WHAT THE EXERCISE ASKS: Go to the line containing "2L510 1L509 67L516" in the records below. Repeat it and the lines after it exactly, all the way to the end.

SUPPLIED INFORMATION:

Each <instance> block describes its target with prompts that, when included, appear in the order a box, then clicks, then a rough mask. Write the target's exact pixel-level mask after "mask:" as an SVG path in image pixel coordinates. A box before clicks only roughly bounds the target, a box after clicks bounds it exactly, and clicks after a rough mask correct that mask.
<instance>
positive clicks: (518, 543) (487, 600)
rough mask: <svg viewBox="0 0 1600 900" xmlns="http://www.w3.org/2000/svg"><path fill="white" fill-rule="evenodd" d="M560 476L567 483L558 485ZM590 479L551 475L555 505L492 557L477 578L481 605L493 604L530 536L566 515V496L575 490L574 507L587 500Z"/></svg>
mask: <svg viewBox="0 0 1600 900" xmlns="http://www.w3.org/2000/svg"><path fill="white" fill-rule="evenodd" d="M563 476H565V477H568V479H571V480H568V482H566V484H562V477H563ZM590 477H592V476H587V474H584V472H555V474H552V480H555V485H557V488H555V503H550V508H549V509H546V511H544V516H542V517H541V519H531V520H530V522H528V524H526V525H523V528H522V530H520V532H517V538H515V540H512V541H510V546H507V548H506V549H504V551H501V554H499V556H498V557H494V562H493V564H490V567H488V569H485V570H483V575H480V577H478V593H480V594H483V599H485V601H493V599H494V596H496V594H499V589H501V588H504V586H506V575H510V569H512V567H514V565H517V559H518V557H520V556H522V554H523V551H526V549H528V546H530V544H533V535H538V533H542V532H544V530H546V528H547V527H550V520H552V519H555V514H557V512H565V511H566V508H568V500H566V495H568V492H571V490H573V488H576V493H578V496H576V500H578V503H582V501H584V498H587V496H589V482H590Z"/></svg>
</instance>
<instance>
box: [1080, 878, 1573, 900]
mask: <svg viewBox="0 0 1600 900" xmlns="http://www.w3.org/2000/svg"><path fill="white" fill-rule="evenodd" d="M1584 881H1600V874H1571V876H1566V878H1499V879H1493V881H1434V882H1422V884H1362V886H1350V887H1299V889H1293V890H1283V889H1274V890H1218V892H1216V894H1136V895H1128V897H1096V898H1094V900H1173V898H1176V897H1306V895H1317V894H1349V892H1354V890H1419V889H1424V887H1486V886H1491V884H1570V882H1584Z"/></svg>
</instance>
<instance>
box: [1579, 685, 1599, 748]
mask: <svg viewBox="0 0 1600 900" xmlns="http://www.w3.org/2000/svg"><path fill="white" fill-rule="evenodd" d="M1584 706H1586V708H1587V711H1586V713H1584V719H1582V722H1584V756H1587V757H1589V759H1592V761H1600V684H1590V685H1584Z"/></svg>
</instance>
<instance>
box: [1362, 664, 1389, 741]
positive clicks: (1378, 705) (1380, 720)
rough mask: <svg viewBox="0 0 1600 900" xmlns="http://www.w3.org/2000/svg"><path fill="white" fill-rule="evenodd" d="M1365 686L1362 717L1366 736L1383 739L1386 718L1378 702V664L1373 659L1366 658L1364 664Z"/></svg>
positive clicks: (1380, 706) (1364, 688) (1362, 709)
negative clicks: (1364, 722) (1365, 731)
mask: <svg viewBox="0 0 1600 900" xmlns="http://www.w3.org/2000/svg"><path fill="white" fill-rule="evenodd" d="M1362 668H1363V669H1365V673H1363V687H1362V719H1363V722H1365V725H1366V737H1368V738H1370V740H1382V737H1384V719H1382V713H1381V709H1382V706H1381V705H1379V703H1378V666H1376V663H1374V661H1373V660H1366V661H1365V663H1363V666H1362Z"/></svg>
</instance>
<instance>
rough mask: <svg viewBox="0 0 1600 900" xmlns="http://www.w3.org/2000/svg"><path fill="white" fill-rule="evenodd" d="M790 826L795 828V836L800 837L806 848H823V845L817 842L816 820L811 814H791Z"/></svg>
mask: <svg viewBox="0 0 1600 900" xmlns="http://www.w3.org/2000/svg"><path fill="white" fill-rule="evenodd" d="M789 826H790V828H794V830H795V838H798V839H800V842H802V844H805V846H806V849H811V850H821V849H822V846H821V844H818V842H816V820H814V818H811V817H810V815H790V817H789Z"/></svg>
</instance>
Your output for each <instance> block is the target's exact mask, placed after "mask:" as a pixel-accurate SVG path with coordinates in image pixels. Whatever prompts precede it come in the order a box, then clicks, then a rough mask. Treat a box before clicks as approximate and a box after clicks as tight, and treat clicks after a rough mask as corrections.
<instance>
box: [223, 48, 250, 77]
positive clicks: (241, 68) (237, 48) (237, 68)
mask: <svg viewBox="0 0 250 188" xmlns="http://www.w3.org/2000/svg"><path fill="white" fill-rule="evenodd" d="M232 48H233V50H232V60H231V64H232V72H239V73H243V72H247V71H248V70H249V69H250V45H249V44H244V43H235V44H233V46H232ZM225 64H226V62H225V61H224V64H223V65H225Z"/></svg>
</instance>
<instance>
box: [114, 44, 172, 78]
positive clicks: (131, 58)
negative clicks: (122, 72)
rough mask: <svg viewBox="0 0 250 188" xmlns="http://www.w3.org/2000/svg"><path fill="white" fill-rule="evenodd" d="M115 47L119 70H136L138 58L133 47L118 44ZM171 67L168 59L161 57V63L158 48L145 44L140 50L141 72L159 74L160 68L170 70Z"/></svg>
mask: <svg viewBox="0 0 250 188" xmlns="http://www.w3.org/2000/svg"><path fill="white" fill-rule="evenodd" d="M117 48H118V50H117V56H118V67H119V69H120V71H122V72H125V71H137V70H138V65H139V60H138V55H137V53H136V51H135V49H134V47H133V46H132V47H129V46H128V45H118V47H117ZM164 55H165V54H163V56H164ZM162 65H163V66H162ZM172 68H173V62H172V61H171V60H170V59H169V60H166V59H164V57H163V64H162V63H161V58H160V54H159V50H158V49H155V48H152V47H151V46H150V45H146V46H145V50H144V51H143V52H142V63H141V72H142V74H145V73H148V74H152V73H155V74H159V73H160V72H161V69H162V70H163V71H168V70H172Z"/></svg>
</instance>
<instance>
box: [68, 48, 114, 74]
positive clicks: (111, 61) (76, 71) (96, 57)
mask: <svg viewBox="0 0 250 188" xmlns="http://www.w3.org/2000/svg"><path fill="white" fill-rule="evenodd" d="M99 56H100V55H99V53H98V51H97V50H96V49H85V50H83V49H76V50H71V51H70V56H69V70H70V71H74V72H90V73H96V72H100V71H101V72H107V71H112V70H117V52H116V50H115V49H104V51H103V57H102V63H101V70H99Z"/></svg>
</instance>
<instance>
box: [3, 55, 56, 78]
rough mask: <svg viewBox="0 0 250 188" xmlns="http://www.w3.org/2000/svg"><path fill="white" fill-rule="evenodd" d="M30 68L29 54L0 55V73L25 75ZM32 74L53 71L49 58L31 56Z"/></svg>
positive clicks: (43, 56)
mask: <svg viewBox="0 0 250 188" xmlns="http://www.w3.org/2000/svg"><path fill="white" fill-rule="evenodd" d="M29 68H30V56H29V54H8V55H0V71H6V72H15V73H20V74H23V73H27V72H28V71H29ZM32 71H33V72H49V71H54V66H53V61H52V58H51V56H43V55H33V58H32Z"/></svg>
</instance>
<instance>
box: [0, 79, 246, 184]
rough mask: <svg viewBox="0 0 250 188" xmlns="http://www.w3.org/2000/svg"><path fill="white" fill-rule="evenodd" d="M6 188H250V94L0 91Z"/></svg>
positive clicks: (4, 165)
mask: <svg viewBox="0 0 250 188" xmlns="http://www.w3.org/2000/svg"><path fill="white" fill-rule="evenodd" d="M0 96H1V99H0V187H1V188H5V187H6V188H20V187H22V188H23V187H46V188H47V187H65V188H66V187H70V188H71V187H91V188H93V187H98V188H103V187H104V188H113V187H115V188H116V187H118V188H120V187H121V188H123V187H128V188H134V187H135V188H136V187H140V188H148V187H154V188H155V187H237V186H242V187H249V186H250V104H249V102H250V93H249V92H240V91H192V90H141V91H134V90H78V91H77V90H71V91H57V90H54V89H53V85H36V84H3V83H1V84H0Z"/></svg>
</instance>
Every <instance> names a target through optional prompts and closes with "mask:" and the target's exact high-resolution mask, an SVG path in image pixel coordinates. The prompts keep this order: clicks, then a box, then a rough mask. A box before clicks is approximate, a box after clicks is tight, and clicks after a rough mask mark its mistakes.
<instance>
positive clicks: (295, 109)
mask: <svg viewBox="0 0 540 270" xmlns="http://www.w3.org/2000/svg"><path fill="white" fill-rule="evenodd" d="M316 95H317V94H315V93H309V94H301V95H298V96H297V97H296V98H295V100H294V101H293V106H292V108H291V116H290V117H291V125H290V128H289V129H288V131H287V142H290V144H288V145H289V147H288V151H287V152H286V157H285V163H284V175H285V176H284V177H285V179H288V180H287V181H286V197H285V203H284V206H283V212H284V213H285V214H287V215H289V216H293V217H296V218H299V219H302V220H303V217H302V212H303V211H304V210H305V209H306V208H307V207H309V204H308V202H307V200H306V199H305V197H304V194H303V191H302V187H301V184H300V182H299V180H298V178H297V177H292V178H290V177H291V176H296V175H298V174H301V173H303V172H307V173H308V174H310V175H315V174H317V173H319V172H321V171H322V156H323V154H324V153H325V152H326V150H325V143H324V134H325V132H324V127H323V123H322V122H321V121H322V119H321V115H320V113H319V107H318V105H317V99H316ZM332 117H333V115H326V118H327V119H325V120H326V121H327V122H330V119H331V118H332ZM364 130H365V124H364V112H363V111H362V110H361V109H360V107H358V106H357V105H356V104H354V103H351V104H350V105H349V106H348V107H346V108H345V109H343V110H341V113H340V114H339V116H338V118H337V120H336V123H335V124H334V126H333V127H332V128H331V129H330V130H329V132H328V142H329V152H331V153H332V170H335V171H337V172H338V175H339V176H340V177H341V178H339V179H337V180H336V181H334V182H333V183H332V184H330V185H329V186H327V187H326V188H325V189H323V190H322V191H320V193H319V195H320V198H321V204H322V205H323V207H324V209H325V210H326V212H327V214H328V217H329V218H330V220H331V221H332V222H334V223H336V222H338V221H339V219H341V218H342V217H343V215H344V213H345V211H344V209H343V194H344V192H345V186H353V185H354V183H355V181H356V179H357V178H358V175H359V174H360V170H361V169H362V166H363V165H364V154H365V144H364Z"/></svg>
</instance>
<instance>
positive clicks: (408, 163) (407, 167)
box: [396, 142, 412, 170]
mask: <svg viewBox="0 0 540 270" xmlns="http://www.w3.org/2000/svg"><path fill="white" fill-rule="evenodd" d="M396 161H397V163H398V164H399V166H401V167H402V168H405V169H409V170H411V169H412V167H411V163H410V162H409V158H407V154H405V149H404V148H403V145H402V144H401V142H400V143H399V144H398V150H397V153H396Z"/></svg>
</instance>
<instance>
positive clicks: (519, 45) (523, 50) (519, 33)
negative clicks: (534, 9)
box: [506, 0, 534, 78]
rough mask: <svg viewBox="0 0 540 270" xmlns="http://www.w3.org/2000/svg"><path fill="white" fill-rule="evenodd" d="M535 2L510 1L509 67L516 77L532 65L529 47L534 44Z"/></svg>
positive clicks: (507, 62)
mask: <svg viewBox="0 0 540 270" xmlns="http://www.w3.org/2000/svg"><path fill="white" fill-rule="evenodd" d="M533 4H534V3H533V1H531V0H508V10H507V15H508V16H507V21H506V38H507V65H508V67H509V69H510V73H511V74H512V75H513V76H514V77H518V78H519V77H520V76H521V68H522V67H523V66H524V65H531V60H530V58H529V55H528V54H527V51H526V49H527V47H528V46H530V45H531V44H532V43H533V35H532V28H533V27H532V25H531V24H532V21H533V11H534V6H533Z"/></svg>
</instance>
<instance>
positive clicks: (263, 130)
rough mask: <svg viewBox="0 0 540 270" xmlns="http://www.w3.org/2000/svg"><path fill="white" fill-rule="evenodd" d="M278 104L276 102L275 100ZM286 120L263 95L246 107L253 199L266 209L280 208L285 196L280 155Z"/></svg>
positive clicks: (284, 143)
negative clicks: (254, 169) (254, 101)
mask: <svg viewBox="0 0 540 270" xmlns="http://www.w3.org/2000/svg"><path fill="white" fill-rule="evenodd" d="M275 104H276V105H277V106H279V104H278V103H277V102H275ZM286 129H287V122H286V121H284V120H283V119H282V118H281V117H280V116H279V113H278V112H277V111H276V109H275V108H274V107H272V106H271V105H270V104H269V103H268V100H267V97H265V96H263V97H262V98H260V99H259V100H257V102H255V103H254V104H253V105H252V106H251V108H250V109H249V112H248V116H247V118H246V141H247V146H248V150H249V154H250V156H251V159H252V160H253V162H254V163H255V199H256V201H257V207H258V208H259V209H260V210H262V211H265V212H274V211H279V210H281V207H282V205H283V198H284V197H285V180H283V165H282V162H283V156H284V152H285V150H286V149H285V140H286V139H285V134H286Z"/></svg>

WRITTEN REPLY:
rough mask: <svg viewBox="0 0 540 270" xmlns="http://www.w3.org/2000/svg"><path fill="white" fill-rule="evenodd" d="M535 2L510 1L509 67L516 77L532 65L529 47L534 44Z"/></svg>
positive clicks: (507, 62)
mask: <svg viewBox="0 0 540 270" xmlns="http://www.w3.org/2000/svg"><path fill="white" fill-rule="evenodd" d="M533 4H534V3H533V1H531V0H508V10H507V15H508V16H507V21H506V38H507V65H508V67H509V69H510V73H511V74H512V75H513V76H514V77H518V78H519V77H520V76H521V68H522V67H523V66H524V65H531V60H530V58H529V55H528V54H527V51H526V49H527V47H528V46H530V45H531V44H532V43H533V35H532V28H533V27H532V25H531V24H532V21H533V11H534V6H533Z"/></svg>
</instance>
<instance>
positive clicks: (263, 130)
rough mask: <svg viewBox="0 0 540 270" xmlns="http://www.w3.org/2000/svg"><path fill="white" fill-rule="evenodd" d="M278 104L276 102L275 100ZM286 120L263 95L246 107L253 199L266 209L280 208L285 196L280 155Z"/></svg>
positive clicks: (284, 143)
negative clicks: (254, 169) (254, 101)
mask: <svg viewBox="0 0 540 270" xmlns="http://www.w3.org/2000/svg"><path fill="white" fill-rule="evenodd" d="M275 104H276V105H277V106H279V104H278V103H277V102H275ZM286 129H287V122H286V121H284V120H283V119H282V118H281V117H280V116H279V113H278V112H277V111H276V109H275V108H274V107H272V106H271V105H270V104H269V103H268V100H267V97H265V96H263V97H262V98H260V99H259V100H257V102H255V103H254V104H253V105H252V106H251V108H250V109H249V112H248V116H247V118H246V141H247V146H248V150H249V154H250V156H251V159H252V160H253V162H254V163H255V199H256V201H257V207H258V208H259V209H260V210H262V211H265V212H274V211H279V210H281V207H282V205H283V198H284V197H285V180H283V165H282V162H283V156H284V152H285V150H286V149H285V140H286V139H285V134H286Z"/></svg>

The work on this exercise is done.